Given request
Carry none of the pictures over; write out the complete data exactly.
============
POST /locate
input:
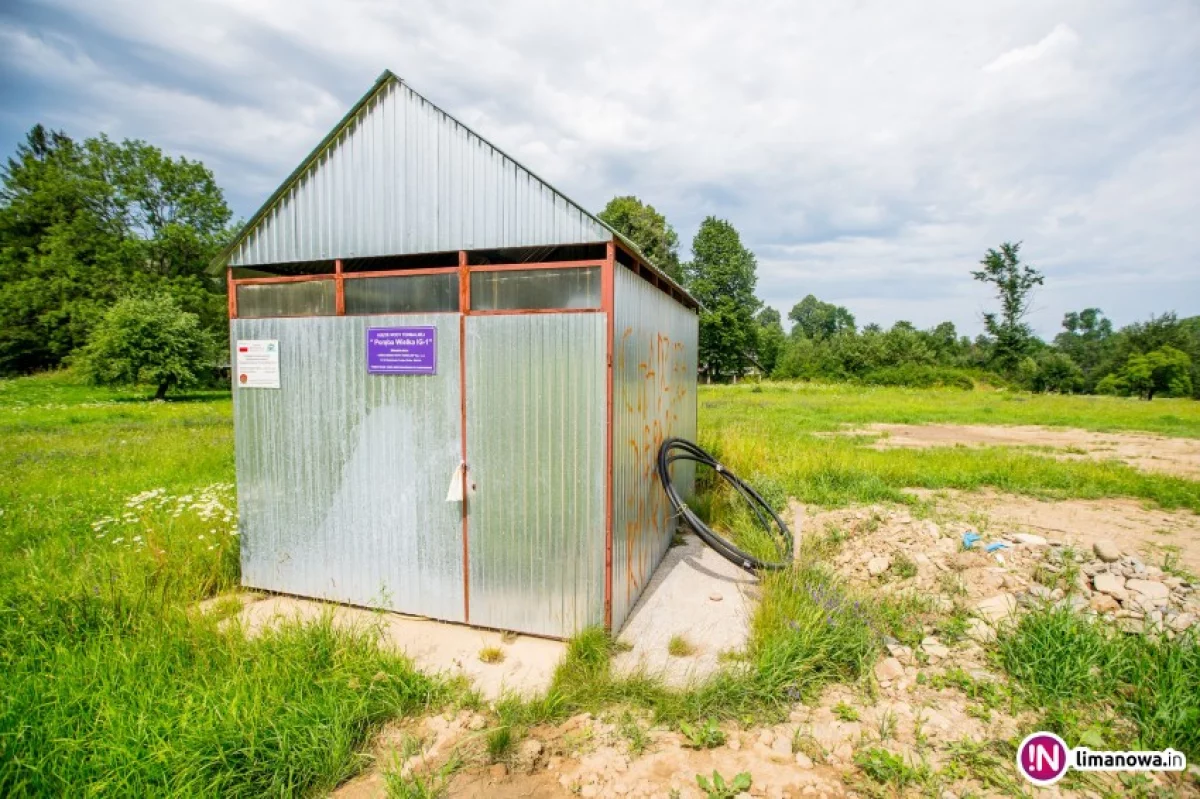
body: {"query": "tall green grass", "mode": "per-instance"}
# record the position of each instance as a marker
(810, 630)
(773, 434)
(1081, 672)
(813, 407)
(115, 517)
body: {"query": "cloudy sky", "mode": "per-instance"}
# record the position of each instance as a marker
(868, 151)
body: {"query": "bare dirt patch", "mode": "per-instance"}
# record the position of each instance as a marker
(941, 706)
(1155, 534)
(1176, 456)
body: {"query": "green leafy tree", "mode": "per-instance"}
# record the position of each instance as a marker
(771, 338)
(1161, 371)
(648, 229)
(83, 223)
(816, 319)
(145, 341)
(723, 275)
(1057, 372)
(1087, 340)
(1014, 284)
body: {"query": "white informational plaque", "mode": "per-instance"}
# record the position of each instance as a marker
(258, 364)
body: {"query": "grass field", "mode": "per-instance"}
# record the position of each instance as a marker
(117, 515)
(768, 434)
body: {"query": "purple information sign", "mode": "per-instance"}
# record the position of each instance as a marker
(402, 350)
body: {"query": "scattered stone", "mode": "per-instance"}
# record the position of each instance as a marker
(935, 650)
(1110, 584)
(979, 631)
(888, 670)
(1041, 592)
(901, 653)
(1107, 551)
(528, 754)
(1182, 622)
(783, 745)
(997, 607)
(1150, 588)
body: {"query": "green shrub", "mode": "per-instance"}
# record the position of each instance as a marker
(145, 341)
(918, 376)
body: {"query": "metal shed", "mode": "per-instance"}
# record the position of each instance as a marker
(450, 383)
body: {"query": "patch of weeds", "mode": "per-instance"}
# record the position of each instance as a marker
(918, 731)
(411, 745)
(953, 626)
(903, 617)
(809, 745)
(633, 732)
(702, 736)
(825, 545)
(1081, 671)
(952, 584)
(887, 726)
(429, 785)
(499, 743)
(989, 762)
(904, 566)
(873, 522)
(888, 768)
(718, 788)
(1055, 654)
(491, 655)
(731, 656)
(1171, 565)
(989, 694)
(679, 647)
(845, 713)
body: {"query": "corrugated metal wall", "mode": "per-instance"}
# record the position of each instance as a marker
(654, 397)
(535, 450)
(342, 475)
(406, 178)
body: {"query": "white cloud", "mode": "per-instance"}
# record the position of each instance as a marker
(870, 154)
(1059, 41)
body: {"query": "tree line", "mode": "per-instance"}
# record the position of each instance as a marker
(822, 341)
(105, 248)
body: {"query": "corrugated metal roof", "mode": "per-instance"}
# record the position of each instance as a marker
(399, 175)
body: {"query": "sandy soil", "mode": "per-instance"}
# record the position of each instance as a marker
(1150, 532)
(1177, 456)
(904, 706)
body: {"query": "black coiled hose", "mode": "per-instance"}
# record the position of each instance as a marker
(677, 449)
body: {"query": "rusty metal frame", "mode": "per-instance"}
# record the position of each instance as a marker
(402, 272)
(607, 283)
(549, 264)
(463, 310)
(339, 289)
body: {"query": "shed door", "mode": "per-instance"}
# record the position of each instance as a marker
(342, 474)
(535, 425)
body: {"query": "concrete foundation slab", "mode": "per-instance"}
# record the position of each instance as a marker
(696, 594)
============
Completed exercise
POST /locate
input:
body: {"query": "tall green grass", "mode": "per-instance"}
# record the position of each instance as a marker
(810, 630)
(773, 434)
(1081, 672)
(813, 407)
(115, 517)
body: {"query": "cloudy sky", "mode": "per-instance"}
# record the position of each instance as a marker
(868, 151)
body: {"query": "bare dirt patch", "mode": "per-instance"}
# record the position of each instance as a marker
(941, 706)
(1155, 534)
(1176, 456)
body: {"query": "green leafy tree", "mode": "per-instance"}
# record the position of each instance as a marker
(771, 338)
(1161, 371)
(648, 229)
(83, 223)
(816, 319)
(145, 341)
(723, 275)
(1057, 372)
(1087, 340)
(1014, 284)
body: {"query": "white informational plaque", "mode": "per-instance"}
# record the position of each instance as a marker
(258, 364)
body: {"query": "grass field", "mode": "per-instance"}
# record the position of each instance as a marker
(117, 515)
(768, 434)
body: {"query": "purple information sign", "mode": "per-instance"}
# record the position of each instance as a marker
(402, 350)
body: {"query": "scattered stone", "mode": "per-instance"}
# record the position of each instance as a marker
(935, 650)
(1110, 584)
(979, 631)
(888, 670)
(1041, 592)
(901, 653)
(1107, 551)
(528, 754)
(1182, 622)
(783, 745)
(997, 607)
(1150, 588)
body: {"query": "green shrub", "mode": "per-instance"}
# record the position of each instance as a marker
(145, 341)
(918, 376)
body: {"query": "metal shed", "mode": "per-instance"}
# record the position of each instance as a marker
(450, 383)
body: {"query": "patch of weeds", "mode": "per-instance"}
# record the position of each instance as a marker
(918, 731)
(411, 745)
(953, 626)
(903, 617)
(809, 745)
(633, 732)
(702, 736)
(825, 545)
(1081, 671)
(952, 584)
(887, 726)
(429, 785)
(499, 743)
(989, 762)
(904, 566)
(873, 522)
(888, 768)
(718, 788)
(1055, 654)
(491, 655)
(731, 656)
(1171, 565)
(989, 694)
(679, 647)
(845, 713)
body: {"query": "corrugated metal wall", "mode": "per-instance"}
# record the position of each instance as a marker
(654, 397)
(535, 450)
(342, 475)
(406, 178)
body: {"query": "white cloud", "mode": "per-instance"}
# record the position of each instance as a marker
(870, 154)
(1059, 41)
body: {"query": "tree line", "mode": "per-instance"}
# record the position of each instance as a marker
(822, 341)
(105, 248)
body: {"query": "corrugated metal roof", "mode": "per-instance"}
# record the position of each instance as a marker
(399, 175)
body: {"query": "sandy soil", "mode": "per-instance"}
# record the position of each instance as a marker
(1150, 532)
(1177, 456)
(904, 706)
body: {"query": "black coiled hose", "mode": "per-instance"}
# record the position of each instance as a marker
(677, 449)
body: {"query": "rusty metal frame", "mode": "per-instance"}
# record the position of each instance as a marker
(402, 272)
(607, 283)
(549, 264)
(463, 310)
(339, 289)
body: {"query": "shed door", "mode": "per-instance"}
# record the position of each instance as a marker
(342, 474)
(535, 425)
body: {"query": "concrete foundation slab", "mode": "per-instance"}
# record the position of each instance as a marker
(696, 594)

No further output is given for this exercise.